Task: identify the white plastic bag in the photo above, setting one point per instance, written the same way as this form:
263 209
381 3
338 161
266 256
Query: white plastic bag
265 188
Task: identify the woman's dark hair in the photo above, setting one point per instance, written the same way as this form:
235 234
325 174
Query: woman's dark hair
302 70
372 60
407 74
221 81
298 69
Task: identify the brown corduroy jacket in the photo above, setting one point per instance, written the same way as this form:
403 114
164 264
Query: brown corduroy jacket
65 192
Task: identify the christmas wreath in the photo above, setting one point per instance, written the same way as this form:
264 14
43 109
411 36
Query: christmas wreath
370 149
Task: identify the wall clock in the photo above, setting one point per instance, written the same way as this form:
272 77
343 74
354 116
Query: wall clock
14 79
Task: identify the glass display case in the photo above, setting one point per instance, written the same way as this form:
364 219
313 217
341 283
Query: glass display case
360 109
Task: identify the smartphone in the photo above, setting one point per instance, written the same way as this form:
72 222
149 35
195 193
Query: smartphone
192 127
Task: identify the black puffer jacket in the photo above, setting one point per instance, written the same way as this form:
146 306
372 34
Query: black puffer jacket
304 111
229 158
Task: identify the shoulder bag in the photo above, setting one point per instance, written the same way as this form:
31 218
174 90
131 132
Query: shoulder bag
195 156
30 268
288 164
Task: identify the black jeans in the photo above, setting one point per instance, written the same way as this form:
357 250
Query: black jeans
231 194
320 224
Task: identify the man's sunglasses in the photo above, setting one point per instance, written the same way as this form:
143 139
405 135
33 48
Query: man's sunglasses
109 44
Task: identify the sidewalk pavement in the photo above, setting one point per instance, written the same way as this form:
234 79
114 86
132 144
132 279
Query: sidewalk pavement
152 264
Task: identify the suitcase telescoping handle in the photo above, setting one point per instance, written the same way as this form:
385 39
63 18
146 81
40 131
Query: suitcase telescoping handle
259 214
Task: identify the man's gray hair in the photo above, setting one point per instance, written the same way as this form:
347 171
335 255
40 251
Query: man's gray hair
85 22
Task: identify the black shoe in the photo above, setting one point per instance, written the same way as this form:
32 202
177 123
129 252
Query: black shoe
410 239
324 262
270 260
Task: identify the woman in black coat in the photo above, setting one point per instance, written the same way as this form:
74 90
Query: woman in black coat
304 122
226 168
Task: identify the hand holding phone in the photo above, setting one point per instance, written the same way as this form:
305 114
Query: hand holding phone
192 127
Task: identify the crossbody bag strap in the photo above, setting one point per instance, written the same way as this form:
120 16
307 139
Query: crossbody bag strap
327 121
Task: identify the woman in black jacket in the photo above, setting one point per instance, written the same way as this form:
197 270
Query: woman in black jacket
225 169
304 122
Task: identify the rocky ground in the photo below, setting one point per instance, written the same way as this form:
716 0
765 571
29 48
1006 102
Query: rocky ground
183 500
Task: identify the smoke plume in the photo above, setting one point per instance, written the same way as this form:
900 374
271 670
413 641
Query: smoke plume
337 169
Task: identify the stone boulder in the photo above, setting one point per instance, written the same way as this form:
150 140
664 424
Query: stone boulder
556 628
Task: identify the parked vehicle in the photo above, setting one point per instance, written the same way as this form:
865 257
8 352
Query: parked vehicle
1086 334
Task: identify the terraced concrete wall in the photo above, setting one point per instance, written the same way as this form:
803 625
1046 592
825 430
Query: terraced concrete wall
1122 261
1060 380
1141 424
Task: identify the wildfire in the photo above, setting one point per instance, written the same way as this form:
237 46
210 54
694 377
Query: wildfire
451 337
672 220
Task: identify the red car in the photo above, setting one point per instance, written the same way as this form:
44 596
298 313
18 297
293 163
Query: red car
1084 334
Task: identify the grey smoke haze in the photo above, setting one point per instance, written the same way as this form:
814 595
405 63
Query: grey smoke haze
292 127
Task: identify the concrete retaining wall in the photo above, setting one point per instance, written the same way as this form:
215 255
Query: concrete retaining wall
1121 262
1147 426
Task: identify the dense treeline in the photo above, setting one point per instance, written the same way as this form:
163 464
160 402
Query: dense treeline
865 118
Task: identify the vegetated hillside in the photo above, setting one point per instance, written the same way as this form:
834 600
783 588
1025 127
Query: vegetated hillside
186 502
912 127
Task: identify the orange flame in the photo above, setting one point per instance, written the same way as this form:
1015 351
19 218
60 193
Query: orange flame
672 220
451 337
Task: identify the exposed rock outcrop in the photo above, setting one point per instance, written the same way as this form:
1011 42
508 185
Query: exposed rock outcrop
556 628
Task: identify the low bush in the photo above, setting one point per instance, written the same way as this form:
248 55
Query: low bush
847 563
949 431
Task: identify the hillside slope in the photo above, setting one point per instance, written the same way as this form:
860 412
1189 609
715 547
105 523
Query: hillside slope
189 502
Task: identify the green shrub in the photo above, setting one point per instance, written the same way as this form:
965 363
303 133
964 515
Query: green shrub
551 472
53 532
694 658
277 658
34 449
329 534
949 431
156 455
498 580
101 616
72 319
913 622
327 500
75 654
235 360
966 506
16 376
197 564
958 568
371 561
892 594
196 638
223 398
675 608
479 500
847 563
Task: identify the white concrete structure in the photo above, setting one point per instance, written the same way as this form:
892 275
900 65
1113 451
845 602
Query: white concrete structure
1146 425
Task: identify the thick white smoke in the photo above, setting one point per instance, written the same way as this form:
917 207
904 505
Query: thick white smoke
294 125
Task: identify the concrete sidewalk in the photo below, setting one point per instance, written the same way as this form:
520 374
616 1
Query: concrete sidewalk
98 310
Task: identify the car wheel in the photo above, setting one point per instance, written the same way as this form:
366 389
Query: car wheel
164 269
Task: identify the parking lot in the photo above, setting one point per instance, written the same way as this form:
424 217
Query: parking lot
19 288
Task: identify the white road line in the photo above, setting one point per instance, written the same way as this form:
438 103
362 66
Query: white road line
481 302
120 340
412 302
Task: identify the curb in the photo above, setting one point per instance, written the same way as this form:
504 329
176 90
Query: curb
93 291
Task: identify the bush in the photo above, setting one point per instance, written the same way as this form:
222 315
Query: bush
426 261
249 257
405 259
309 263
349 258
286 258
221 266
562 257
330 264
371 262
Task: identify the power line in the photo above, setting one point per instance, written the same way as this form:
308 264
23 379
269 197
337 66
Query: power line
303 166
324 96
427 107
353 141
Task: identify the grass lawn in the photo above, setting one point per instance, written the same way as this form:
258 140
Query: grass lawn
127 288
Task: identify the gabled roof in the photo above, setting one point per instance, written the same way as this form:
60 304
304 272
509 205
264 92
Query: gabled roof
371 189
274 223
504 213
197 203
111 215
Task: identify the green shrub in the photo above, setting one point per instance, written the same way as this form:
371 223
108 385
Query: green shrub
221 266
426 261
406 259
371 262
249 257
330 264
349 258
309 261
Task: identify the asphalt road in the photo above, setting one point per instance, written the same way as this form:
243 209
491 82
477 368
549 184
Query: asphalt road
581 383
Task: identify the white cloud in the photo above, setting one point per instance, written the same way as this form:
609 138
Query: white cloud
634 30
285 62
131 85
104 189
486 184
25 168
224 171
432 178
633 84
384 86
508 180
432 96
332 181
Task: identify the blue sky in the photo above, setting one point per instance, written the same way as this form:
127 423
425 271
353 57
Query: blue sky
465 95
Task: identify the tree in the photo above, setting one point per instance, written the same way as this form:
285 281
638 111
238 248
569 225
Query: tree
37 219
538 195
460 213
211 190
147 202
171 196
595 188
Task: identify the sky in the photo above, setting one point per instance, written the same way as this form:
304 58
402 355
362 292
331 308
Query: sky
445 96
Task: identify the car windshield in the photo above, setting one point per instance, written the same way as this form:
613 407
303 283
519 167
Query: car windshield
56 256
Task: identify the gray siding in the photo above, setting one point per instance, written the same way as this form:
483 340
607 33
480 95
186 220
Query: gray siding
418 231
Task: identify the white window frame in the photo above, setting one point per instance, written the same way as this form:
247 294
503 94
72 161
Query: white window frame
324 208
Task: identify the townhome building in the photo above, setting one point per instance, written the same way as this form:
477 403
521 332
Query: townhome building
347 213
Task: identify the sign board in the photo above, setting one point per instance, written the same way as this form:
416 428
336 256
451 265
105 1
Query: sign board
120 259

(WHAT TO DO): From the line holding "Task: identify the blue" through the last line above, reproduce each line exactly and add nothing.

(OUTPUT):
Task: identify the blue sky in the photo above, setting one point per instance, written the same way as this form:
127 423
425 271
353 57
Query: blue sky
465 95
Task: identify the tree in the photo above, setting one point per instance, written the same way as this form:
285 281
638 111
238 248
569 225
Query: tree
37 219
538 195
460 213
211 190
147 202
171 196
595 188
Task: identify the sky in the photo above, setting one point per instance, written the same way as this form:
304 58
402 355
362 292
331 308
Query: sky
445 96
Task: identify the car windshield in the photo above, setting one point per instance, written the same way as this form:
613 407
303 283
519 167
Query: car windshield
56 256
Task: identify the gray siding in the photo above, setting one point per instance, written the same way as this form:
483 340
607 33
480 95
186 220
Query: gray siding
418 231
Task: identify the white window frame in the photo above, setting one point per instance, written the same way as this form:
247 294
503 94
72 161
Query: white window frame
324 208
Task: identify the townhome building in the photo above, setting one point per instance, written the same way as this form:
477 403
521 332
Query: townhome building
347 213
Task: identify the sign board in the photo above, setting one point per instance, written the same way as this form:
416 428
336 256
451 265
105 1
Query: sign board
120 259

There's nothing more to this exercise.